─── 抜粋

薬学部を卒業して、製薬会社に入りました。当時は、男女雇用機会均等法以前でしたので、入社年数や実績とは関係なく男性というだけでお給料がよかったり、女性だけがお茶くみしなくてはいけなかったり。
研究室の配属でしたが新薬の研究に直接関われるわけでもなく、経時変化の確認試験の毎日でした。
ルーティンワークに倦(あぐ)んでいくにつれ、もっと根源的な心身の健康への関心が芽生えました。
結局は母は西洋薬では治らなかったことへの物足らなさもあり、手探りでいろいろ学んでいくうちに、学生時代は半信半疑で敬遠していた漢方を見直すようになりました。
西洋医学は人間を機械のパーツのように見立てて悪いところを取り替えるような治療をしますよね。
一方、漢方は、気血水のめぐりなど全体のバランスを見ながらその人の不調を丸ごと整えていく。
朝目覚めたら窓を開けて太陽を浴び、適切な食事を心がけるといった考え方を根幹に持つ漢方は、生き方にもつながるのではないかと思えたんですね。
そんなころ、「自然美」という会社を知って、24歳のときに転職したんです。

──────
─── 学習資料

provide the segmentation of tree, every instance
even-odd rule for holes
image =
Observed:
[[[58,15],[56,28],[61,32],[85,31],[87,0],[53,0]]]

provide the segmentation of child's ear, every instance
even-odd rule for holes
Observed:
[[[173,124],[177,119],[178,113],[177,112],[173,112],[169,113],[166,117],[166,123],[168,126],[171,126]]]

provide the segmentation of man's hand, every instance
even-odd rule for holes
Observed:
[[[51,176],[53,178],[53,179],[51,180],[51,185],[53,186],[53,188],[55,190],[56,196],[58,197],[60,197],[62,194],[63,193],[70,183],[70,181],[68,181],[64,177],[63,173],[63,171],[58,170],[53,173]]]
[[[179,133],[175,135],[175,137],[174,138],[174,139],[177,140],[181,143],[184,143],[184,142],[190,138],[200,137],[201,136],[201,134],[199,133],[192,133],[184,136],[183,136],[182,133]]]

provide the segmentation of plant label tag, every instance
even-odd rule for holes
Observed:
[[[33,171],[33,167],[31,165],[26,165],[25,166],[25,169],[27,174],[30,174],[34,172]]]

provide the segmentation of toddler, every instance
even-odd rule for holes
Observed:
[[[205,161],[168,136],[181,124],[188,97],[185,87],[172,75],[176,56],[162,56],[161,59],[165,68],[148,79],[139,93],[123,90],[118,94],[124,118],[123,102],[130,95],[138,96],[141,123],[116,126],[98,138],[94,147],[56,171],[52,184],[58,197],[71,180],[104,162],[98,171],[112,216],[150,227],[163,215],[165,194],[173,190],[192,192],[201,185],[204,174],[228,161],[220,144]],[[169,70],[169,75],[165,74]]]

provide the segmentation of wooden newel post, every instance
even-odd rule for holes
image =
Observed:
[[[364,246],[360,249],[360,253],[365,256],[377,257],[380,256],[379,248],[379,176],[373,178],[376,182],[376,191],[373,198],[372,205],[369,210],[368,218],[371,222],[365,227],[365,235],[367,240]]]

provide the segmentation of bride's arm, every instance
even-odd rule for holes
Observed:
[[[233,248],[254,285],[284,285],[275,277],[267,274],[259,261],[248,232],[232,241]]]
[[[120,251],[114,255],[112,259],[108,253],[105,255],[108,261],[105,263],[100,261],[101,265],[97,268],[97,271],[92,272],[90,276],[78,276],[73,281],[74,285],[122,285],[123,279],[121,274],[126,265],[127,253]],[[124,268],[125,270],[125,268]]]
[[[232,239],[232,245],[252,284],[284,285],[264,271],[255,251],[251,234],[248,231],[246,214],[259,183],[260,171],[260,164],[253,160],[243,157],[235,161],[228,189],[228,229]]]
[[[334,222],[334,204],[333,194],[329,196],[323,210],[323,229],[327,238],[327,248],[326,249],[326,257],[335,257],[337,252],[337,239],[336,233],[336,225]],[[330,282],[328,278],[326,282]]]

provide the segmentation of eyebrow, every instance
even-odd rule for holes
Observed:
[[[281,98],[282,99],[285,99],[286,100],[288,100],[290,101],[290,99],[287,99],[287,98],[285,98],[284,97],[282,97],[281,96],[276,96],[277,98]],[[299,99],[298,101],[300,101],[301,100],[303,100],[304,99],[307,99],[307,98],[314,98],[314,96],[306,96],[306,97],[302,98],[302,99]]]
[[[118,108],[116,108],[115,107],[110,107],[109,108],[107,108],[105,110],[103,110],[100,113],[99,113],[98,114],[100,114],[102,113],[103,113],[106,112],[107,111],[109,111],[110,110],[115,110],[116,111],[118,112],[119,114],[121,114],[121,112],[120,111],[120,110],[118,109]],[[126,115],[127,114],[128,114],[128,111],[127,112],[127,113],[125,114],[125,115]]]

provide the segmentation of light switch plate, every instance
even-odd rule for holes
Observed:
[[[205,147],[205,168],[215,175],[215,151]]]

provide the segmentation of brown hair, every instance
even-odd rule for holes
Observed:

──────

### 問題文
抜粋の「薬学部を卒業して」で始まる段落を、主な事実を残して箇条書きにまとめるとどうなりますか？

### 解答
- 薬学部を卒業し、製薬会社に入社した。
- 当時は男女雇用機会均等法以前だった。
- 入社年数や実績に関係なく、男性というだけで給料がよかった。
- お茶くみは女性だけがしなければならなかった。